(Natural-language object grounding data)

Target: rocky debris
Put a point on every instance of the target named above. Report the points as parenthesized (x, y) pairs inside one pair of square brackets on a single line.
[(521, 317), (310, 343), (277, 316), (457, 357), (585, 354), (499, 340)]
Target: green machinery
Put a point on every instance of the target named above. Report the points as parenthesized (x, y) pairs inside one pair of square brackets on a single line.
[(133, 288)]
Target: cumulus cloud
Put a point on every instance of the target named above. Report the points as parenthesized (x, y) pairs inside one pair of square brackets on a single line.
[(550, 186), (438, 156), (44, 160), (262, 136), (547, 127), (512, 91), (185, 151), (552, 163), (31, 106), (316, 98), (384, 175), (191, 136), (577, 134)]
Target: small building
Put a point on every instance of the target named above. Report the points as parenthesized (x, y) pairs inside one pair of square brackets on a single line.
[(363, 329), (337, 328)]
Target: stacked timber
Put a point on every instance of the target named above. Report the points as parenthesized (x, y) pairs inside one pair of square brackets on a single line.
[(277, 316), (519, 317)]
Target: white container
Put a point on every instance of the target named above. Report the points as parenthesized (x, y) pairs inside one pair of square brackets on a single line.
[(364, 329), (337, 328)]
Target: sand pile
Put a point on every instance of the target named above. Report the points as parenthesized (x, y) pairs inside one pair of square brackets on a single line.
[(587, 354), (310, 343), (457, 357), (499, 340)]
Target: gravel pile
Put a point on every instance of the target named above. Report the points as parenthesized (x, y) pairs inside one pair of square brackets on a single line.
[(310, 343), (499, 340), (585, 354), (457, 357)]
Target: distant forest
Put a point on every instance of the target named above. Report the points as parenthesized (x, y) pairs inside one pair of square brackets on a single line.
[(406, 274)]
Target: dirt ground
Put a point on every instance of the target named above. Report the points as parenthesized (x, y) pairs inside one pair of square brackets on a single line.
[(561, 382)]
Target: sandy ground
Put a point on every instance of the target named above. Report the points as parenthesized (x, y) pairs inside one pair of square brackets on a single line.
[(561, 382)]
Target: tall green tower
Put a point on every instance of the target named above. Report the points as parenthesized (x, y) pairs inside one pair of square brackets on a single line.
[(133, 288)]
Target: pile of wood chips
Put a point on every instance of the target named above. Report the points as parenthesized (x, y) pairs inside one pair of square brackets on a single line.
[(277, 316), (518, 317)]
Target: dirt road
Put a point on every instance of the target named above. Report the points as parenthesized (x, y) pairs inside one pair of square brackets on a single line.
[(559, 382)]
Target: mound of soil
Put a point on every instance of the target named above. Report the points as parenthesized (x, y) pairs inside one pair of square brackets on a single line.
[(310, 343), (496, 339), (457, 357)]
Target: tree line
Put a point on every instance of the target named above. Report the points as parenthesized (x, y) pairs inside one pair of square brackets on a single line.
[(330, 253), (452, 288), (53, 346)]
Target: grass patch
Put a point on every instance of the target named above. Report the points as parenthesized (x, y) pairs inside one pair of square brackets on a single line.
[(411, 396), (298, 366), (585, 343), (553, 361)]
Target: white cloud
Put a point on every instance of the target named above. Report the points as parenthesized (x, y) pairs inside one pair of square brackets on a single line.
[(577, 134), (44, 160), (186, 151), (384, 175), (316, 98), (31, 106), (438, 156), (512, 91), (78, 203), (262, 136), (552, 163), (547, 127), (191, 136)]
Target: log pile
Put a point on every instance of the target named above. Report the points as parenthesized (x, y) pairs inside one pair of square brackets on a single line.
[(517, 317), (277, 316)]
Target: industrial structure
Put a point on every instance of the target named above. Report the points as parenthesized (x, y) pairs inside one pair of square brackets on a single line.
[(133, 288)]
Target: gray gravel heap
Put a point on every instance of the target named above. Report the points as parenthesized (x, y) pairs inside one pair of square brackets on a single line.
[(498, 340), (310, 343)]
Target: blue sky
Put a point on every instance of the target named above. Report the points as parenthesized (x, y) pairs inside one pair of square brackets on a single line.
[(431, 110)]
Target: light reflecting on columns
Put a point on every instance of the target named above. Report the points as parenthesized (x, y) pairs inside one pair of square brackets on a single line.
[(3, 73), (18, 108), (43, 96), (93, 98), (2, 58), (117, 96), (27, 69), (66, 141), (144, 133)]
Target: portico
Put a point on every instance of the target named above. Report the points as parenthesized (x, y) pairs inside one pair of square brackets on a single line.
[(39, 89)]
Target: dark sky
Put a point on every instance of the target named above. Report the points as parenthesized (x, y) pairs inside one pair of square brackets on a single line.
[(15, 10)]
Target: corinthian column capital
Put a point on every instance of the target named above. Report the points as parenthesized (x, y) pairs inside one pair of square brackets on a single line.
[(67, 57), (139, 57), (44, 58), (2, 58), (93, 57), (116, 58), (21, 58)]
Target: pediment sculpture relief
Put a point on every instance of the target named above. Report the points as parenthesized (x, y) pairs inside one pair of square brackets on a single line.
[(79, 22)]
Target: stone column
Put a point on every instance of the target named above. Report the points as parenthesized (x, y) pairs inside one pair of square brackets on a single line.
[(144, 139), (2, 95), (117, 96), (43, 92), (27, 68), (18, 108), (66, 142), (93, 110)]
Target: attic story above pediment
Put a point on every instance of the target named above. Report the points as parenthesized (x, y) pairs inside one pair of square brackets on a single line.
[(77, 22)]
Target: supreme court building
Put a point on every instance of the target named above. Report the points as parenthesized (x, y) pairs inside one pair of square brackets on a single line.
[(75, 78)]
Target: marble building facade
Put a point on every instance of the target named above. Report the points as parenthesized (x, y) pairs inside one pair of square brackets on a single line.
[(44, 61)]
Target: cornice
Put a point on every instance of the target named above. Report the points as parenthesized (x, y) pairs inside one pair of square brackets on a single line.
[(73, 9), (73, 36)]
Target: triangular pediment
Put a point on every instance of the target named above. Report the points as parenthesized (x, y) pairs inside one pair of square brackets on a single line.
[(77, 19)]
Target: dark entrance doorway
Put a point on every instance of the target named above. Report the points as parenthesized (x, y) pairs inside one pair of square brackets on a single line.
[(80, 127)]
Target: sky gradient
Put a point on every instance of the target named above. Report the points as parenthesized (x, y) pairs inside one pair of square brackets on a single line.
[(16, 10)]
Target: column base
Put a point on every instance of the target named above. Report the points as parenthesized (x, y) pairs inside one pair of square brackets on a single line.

WHAT THE EXERCISE ASKS
Every line above that holds the string "white" should be copied out.

ANSWER BOX
Target: white container
Target: white cloud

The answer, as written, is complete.